Reproduce verbatim the stretch of the text on the screwed-connection model from "The load force in" through "part is bending.".

### Text provided
+++
3. Model of Screwed Connection

In order to compare the stress distribution on the tape surface, three variants of the joint model were created (Figure 1). These models differ in the number of screws used to press the HTS tape to the copper block between the clamp and the base plate.

The load force in the model is applied to the surfaces through which the screws press the clamp via disc springs. The total force load for each model is 13.5 kN. The adaptive mesh refinement has been configured to automatically increase the mesh resolution in areas where detailed precision is required, particularly in areas with very thin HTS tape (Figure 2).

The deformation comparison is presented in Figure 3. Finite element analysis calculates and displays the von Mises stress distribution across the components. This helps to identify areas of high stress concentration. The calculated deformation is very small and would be invisible to the unassisted eye. In Figure 3, the deformation scale is used to exaggerate the movement to visualise the mode of deformation and better show how the part is bending.

Figure 4 presents the von Mises stress in the copper block of the current lead. The most even distribution of stress occurs in the model with six screws. The load force is evenly distributed across each screw, which means that with two screws, the local stresses are greater than with four screws, and significantly greater than with six screws. Figure 5 shows a comparison of von Mises stress in HTS tape.
+++
### Data section
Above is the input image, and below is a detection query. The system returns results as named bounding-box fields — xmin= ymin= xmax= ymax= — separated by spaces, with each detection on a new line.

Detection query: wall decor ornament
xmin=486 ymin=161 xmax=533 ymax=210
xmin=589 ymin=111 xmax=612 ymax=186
+++
### Result of the task
The load force in the model is applied to the surfaces through which the screws press the clamp via disc springs. The total force load for each model is 13.5 kN. The adaptive mesh refinement has been configured to automatically increase the mesh resolution in areas where detailed precision is required, particularly in areas with very thin HTS tape (Figure 2).

The deformation comparison is presented in Figure 3. Finite element analysis calculates and displays the von Mises stress distribution across the components. This helps to identify areas of high stress concentration. The calculated deformation is very small and would be invisible to the unassisted eye. In Figure 3, the deformation scale is used to exaggerate the movement to visualise the mode of deformation and better show how the part is bending.